Object location annotation data:
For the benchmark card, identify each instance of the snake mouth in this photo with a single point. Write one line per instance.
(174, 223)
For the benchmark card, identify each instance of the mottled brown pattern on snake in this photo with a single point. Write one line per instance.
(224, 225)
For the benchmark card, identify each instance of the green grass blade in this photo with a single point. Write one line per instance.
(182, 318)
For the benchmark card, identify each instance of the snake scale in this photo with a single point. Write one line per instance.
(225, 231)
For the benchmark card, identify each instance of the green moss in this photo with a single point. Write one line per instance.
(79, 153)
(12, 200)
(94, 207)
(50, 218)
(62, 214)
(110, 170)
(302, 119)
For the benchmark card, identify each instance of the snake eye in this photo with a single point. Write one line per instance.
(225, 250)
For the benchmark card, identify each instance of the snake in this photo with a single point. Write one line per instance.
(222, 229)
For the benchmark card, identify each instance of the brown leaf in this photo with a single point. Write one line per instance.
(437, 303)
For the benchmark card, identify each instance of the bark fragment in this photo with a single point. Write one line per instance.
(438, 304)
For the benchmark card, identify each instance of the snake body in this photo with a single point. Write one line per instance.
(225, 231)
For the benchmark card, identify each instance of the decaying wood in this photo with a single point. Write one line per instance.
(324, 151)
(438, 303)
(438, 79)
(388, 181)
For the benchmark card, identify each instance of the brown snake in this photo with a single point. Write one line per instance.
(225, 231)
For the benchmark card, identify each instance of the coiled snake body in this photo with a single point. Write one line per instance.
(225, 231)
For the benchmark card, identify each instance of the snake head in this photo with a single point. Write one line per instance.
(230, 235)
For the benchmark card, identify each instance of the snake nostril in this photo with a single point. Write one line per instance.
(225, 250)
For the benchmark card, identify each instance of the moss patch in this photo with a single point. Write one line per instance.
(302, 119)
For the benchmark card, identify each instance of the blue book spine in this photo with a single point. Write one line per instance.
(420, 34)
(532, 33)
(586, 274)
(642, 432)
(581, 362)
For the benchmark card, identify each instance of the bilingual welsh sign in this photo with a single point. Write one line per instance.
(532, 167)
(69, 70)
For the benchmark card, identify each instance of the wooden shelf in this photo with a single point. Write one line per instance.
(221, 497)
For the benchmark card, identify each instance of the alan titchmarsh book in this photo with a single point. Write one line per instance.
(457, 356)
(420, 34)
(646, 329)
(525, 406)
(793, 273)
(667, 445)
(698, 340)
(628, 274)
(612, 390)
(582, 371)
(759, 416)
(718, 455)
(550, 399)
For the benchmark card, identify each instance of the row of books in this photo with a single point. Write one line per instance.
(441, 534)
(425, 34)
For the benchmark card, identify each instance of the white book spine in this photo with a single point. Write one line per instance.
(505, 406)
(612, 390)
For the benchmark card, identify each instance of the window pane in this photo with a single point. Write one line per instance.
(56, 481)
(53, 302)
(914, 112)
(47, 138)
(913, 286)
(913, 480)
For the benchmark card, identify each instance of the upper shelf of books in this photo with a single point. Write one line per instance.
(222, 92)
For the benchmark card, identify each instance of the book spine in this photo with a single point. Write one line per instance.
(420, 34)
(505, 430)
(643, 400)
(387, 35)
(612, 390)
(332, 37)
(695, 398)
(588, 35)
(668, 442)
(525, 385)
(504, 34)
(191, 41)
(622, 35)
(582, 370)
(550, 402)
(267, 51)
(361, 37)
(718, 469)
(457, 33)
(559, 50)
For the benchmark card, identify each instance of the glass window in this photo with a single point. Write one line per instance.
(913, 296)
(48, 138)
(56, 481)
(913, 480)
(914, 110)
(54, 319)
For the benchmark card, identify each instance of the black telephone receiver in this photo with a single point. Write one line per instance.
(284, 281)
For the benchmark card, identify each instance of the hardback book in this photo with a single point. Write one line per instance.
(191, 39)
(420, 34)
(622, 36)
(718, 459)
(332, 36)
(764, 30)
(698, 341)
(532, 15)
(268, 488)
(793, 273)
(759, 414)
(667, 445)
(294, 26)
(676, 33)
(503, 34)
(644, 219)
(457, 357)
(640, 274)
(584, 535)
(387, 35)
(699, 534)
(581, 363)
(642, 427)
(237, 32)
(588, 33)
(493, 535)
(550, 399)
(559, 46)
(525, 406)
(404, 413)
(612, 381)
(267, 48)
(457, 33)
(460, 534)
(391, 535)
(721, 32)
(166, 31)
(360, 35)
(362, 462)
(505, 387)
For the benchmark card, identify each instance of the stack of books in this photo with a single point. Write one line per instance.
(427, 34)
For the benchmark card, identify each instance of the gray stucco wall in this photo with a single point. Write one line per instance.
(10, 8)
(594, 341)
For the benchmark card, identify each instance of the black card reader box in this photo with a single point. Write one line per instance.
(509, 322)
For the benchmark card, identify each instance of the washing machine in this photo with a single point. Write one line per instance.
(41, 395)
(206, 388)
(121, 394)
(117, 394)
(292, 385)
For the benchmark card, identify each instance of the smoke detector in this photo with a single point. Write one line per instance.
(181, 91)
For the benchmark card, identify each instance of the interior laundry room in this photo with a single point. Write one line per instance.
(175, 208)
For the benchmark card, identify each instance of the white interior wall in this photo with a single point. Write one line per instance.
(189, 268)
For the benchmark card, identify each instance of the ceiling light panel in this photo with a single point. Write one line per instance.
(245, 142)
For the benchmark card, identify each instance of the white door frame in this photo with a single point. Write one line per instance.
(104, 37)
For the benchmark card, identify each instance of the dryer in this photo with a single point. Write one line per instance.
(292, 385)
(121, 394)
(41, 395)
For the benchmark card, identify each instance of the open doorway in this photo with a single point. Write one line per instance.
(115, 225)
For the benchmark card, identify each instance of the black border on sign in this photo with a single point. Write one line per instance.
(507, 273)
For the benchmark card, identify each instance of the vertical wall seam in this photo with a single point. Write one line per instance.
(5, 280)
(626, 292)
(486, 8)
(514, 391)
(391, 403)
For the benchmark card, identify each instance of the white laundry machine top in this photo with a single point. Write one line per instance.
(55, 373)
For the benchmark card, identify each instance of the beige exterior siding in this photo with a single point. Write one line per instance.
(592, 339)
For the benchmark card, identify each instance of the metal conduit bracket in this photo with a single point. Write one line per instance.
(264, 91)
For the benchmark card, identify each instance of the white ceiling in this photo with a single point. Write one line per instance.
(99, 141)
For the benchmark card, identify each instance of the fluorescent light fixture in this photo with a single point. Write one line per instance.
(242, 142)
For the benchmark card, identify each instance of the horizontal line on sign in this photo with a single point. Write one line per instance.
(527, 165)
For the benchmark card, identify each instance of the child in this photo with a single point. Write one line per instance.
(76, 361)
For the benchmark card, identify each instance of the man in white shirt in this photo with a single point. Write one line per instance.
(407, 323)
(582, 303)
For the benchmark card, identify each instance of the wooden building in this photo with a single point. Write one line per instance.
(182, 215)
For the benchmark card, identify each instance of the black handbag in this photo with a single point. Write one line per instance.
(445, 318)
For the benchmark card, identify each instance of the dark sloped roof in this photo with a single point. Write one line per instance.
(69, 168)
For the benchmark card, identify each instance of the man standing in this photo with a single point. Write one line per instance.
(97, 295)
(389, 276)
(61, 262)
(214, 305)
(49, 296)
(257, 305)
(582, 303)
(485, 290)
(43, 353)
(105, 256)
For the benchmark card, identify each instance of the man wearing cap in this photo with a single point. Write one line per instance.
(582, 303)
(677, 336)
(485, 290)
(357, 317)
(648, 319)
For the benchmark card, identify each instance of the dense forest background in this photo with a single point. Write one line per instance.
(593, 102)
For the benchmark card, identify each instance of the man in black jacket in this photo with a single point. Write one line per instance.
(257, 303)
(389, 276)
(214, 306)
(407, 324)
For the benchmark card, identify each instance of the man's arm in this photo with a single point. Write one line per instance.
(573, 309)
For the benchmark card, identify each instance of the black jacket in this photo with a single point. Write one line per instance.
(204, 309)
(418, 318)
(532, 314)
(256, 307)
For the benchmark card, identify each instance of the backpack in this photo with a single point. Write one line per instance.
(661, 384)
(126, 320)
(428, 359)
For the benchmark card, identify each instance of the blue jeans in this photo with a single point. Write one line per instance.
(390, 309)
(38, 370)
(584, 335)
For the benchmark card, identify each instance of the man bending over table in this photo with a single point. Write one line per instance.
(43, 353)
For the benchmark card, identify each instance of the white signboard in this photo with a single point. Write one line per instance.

> Task requirements:
Output the line that contains "For the benchmark card, identify each instance of the dense", followed by every later line in the listing, with no line omitted and none added.

> Full solution:
For the benchmark card, identify each instance of the dense forest background in this photo with a single point. Write one line per instance.
(593, 102)
For the benchmark card, identify each instance of the man in black jacket in this photo with a single point. Write one line per instance.
(257, 303)
(389, 276)
(214, 306)
(407, 324)
For the benchmark card, identify each instance of the man's arm in this photo with a single point. Write one line per instance.
(573, 309)
For the benchmark card, identify each instance of the black jacket in this photo with a single point. Write one line per instance.
(204, 309)
(418, 318)
(532, 314)
(256, 307)
For the benchmark card, identify each instance of the backpack in this photo with a single point. Write one line per instance.
(661, 384)
(126, 320)
(428, 359)
For the benchmark card, identify each instance of the blue jeans in this photo with a single point. Write one line per instance.
(390, 309)
(38, 370)
(584, 335)
For the benchmark card, identify each instance of the man bending over table in this photo with a single point. Write one line per instance.
(43, 353)
For the benchmark card, identify each instance of the white signboard in this photo with a single point. Write one line per instance.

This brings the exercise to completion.